■ **Exercise requirements**
A - From the workshop description below, list the headings of the bulleted focus areas.
B - Reproduce the passage of the workshop description between "Location: Orchid Junior 4211" and "renowned expert speakers.", inclusive.

-- start Selected passage --

8. Formal Methods and Decision Making in the Age of AI

Organizers: Lars Lindemann, Cristian Ioan Vasile

Website: https://sites.google.com/lehigh.edu/fmcdc2023

Location: Orchid Junior 4211


The rapid advancement of machine learning and AI is leading to a paradigm shift in the way we make high-level decisions and low-level control for autonomous and robotic systems. While these advancements present exciting opportunities towards building intelligent systems, it also introduces new challenges, such as dealing with the fragility of neural networks, that require novel solutions. Our workshop on “Formal Methods and Decision Making in the Age of AI” aims to unravel these challenges and open problems for a general audience and discuss what new principles and techniques we need for perception-enabled system design, scalable design of distributed systems, verifiable learning-enabled systems, systems with humans in the loop, and safety in autonomy. For this purpose, we have invited eight renowned expert speakers.

One of the primary objectives of the workshop is to identify key research challenges and opportunities in the areas of formal methods and decision making in the age of AI. Our speakers have been selected in this regard, and the workshop has a focus on:

  • Control of perception-enabled systems: Perception-enabled systems are those that use high-dimensional sensors to make sense of the environment so that appropriate control actions can be taken. The workshop will popularize recent approaches for analyzing these systems, including statistical techniques for handling uncertainty under formal specifications.
  • Scalable design of distributed systems: As AI becomes increasingly integrated into distributed systems, new methods are needed for designing and testing large-scale multi-agent systems. These design approaches need to be scalable and formally correct even in the face of agent failures and changing environmental conditions.
  • Verifiable learning-enabled systems: As AI systems become more complex and autonomous, it becomes increasingly important to ensure and verifying that they are behaving as intended. Formal methods can be used to precisely formulate an intended system behavior, and new scalable formal verification tools need to be designed for verifying that high-dimensional learning-enabled systems are achieving their intended goals.

-- end Selected passage --
-- start Given entries --

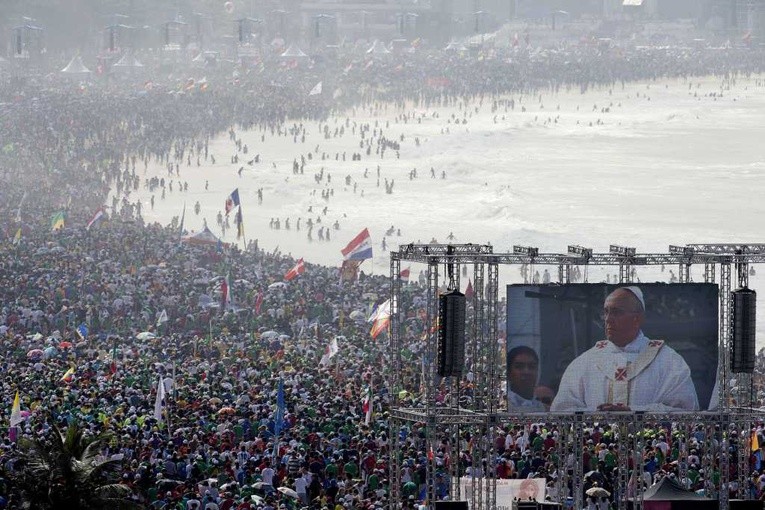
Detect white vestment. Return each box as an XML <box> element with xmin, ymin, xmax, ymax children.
<box><xmin>550</xmin><ymin>331</ymin><xmax>699</xmax><ymax>412</ymax></box>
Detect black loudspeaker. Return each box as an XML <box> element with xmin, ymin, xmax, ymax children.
<box><xmin>435</xmin><ymin>501</ymin><xmax>468</xmax><ymax>510</ymax></box>
<box><xmin>728</xmin><ymin>499</ymin><xmax>763</xmax><ymax>510</ymax></box>
<box><xmin>730</xmin><ymin>287</ymin><xmax>757</xmax><ymax>374</ymax></box>
<box><xmin>436</xmin><ymin>290</ymin><xmax>465</xmax><ymax>377</ymax></box>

-- end Given entries --

■ **Replies**
A -
Control of perception-enabled systems
Scalable design of distributed systems
Verifiable learning-enabled systems

B -
Location: Orchid Junior 4211


The rapid advancement of machine learning and AI is leading to a paradigm shift in the way we make high-level decisions and low-level control for autonomous and robotic systems. While these advancements present exciting opportunities towards building intelligent systems, it also introduces new challenges, such as dealing with the fragility of neural networks, that require novel solutions. Our workshop on “Formal Methods and Decision Making in the Age of AI” aims to unravel these challenges and open problems for a general audience and discuss what new principles and techniques we need for perception-enabled system design, scalable design of distributed systems, verifiable learning-enabled systems, systems with humans in the loop, and safety in autonomy. For this purpose, we have invited eight renowned expert speakers.